Task description - Reproduce each of the records below as an entry in a numbered list, omitting any blank lines.

---------- Dataset entries ----------

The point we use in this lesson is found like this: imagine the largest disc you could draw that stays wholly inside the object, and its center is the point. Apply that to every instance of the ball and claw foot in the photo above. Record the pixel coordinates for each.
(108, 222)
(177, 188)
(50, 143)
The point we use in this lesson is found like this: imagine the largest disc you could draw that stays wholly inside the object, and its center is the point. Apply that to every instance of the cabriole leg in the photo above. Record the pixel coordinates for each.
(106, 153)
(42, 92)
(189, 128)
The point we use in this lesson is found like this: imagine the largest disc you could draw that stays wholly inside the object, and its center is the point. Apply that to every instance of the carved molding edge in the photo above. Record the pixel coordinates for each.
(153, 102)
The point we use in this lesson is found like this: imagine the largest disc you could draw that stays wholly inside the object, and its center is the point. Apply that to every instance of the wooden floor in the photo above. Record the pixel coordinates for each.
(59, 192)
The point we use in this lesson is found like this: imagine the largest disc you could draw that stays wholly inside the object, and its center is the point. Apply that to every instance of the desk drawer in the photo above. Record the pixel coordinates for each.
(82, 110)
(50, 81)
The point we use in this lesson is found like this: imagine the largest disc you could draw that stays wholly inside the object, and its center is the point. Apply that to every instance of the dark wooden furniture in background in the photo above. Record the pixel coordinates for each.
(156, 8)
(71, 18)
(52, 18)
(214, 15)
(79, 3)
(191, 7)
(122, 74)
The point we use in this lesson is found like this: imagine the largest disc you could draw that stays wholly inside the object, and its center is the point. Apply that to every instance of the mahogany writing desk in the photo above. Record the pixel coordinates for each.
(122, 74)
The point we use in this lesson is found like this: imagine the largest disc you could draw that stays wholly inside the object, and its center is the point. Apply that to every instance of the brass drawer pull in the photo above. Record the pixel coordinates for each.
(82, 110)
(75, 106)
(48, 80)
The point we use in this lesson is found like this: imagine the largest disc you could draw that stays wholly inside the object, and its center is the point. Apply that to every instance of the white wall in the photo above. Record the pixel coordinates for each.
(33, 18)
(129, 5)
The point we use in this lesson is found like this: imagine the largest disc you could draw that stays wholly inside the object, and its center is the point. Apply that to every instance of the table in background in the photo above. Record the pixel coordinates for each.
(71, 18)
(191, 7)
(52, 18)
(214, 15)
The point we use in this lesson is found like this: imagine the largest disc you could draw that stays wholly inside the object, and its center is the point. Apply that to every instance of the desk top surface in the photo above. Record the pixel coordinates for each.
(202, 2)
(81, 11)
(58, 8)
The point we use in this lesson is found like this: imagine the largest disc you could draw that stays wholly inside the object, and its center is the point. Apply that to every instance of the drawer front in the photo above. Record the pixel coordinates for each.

----------

Finished exercise -
1. The point we use in this lesson is found like this: imagine the largest disc you could draw that stays wholly inside the object, and its center is the point. Apply that to every instance of the ball and claw foot in the photo above. Record the pixel coordinates for each.
2. (108, 222)
3. (177, 188)
4. (50, 143)
5. The point we use in this lesson is found like this: imagine the largest disc you could draw that stays wholly inside the object, and its center is the point. Apply that to every instance of the cabriole leg in the photo above. Record the pixel coordinates for each.
6. (106, 153)
7. (42, 92)
8. (189, 128)
9. The point we use in this lesson is found like this: imagine the largest disc you could draw that stays wholly inside the object, and its center is the point. Apply that to every instance of the carved molding edge in the photo above. Record the pixel coordinates for each.
10. (153, 102)
11. The point we use in this lesson is found like this: imagine the largest disc you could draw that stays wholly inside the object, and its center is the point. Apply that to every instance of the wooden floor in the photo above. Record the pixel coordinates for each.
12. (59, 192)
13. The point we use in this lesson is found like this: imagine the largest disc you could draw that stays wholly inside the object, and its center is the point. Apply that to every instance of the desk drawer in the photo above. Record the pixel coordinates for each.
14. (82, 110)
15. (50, 81)
16. The point we use in this lesson is found like this: imagine the largest disc you could draw that stays wholly inside the object, and its center is the point. Apply that to every instance of the dark wooden furniture in background in the photo above. Record the pixel coordinates for each.
17. (156, 8)
18. (71, 18)
19. (52, 18)
20. (214, 15)
21. (79, 3)
22. (191, 7)
23. (122, 74)
24. The point we use in this lesson is found like this: imagine the largest disc you could draw that stays wholly inside the object, and its center is the point. Apply that to every instance of the mahogany writing desk in the photo above. Record the pixel coordinates for each.
25. (122, 74)
26. The point we use in this lesson is found like this: imagine the largest disc you could draw that stays wholly inside the object, and its center is the point. Apply that to every instance of the brass drawer pull in the photo above. Record the pixel coordinates for each.
27. (82, 110)
28. (75, 106)
29. (48, 80)
30. The point we use in this lesson is found like this: imagine the largest disc you could draw that stays wholly inside the object, and its center is the point. Apply that to every instance of the white wall in the photo above. Record the pixel coordinates for each.
31. (33, 18)
32. (129, 5)
33. The point we use in this lesson is found like this: imagine the largest disc you could draw that stays wholly inside the object, and its center is the point. Apply that to every instance of the table in background in the photo above. Record the pixel coordinates for each.
34. (71, 18)
35. (191, 7)
36. (52, 18)
37. (214, 15)
38. The point we use in this lesson is found like this: imagine the largest disc you could draw that stays wholly inside the object, and its center is the point. Apply that to every instance of the desk top surface in the photo above. Record the pixel coordinates for each.
39. (202, 2)
40. (81, 11)
41. (58, 8)
42. The point we use in this lesson is found like this: imagine the largest disc you could draw that stays wholly inside the object, and its center is the point. Apply that to every instance of the drawer front in the photo above. Record the pixel coordinates for each.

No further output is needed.